## PROBLEM REQUIREMENTS
Revise the records below by replacing "top-left corner" with "upper-left corner" wherever it occurs, leaving everything else unchanged.

----- GIVEN INFORMATION -----

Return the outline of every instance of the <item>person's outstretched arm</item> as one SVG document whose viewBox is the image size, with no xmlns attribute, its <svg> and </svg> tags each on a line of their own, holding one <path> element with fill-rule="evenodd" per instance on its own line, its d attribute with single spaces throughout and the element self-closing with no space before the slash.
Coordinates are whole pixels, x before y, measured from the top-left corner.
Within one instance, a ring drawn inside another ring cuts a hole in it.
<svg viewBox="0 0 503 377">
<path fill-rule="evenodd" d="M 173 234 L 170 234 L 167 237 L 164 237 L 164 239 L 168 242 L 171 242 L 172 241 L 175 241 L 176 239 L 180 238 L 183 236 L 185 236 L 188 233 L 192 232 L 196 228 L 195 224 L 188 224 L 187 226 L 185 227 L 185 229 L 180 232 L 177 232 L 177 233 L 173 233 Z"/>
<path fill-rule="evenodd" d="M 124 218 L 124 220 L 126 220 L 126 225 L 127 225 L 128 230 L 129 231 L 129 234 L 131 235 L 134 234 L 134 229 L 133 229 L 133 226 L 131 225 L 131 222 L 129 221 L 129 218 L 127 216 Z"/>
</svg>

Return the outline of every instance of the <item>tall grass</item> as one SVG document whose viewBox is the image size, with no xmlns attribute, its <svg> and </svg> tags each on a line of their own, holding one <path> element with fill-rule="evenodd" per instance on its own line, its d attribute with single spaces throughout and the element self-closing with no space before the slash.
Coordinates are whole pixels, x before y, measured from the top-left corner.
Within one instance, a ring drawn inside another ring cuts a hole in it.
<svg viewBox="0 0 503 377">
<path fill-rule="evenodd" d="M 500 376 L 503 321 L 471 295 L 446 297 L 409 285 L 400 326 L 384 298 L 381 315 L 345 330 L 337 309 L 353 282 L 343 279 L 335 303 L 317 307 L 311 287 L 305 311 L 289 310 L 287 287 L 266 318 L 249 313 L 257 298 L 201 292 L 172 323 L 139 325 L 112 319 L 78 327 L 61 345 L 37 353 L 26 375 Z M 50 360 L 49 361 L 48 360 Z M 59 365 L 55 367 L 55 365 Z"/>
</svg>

-----

## EXERCISE RESULT
Return the outline of every instance of the <item>person's outstretched arm</item> as one SVG document whose viewBox is the image size, with no xmlns attribute, its <svg> and </svg> tags each on a line of their own, holding one <path> element with fill-rule="evenodd" per instance on its own line, its d attribute with single spaces throughout and the element self-closing with no space before the slash.
Coordinates are whole pixels, x before y, measured from the upper-left corner.
Within one instance, a ring drawn inside another ring cuts a hole in it.
<svg viewBox="0 0 503 377">
<path fill-rule="evenodd" d="M 173 234 L 170 234 L 167 237 L 164 237 L 164 239 L 168 242 L 171 242 L 172 241 L 175 241 L 176 239 L 180 238 L 183 236 L 185 236 L 188 233 L 192 232 L 196 228 L 195 224 L 188 224 L 187 226 L 185 227 L 185 229 L 180 232 L 177 232 L 177 233 L 173 233 Z"/>
<path fill-rule="evenodd" d="M 124 218 L 124 220 L 126 220 L 126 225 L 127 225 L 128 230 L 129 231 L 129 234 L 131 235 L 134 234 L 134 229 L 133 229 L 133 226 L 131 225 L 131 222 L 129 221 L 129 218 L 127 216 Z"/>
</svg>

Return the outline of every instance of the <item>tall grass</item> as one SVG document whose viewBox is the image size, with no xmlns attribute, its <svg> and </svg> tags each on a line of their own, holding one <path> element with fill-rule="evenodd" per instance on its own line, its d attribute with single spaces throughout and the element self-closing with no space before the slash.
Coordinates are whole pixels, x before y, measured from the upper-left corner.
Within one instance, a ring drawn inside another ring cuts a hole in it.
<svg viewBox="0 0 503 377">
<path fill-rule="evenodd" d="M 500 376 L 503 321 L 471 295 L 446 297 L 409 285 L 400 326 L 384 298 L 381 315 L 345 330 L 337 309 L 353 282 L 343 279 L 335 303 L 317 307 L 311 287 L 305 311 L 289 310 L 287 287 L 266 318 L 249 313 L 257 298 L 201 292 L 172 323 L 139 325 L 112 319 L 78 327 L 61 345 L 37 353 L 26 375 Z M 50 360 L 49 361 L 48 360 Z M 59 365 L 55 367 L 55 365 Z"/>
</svg>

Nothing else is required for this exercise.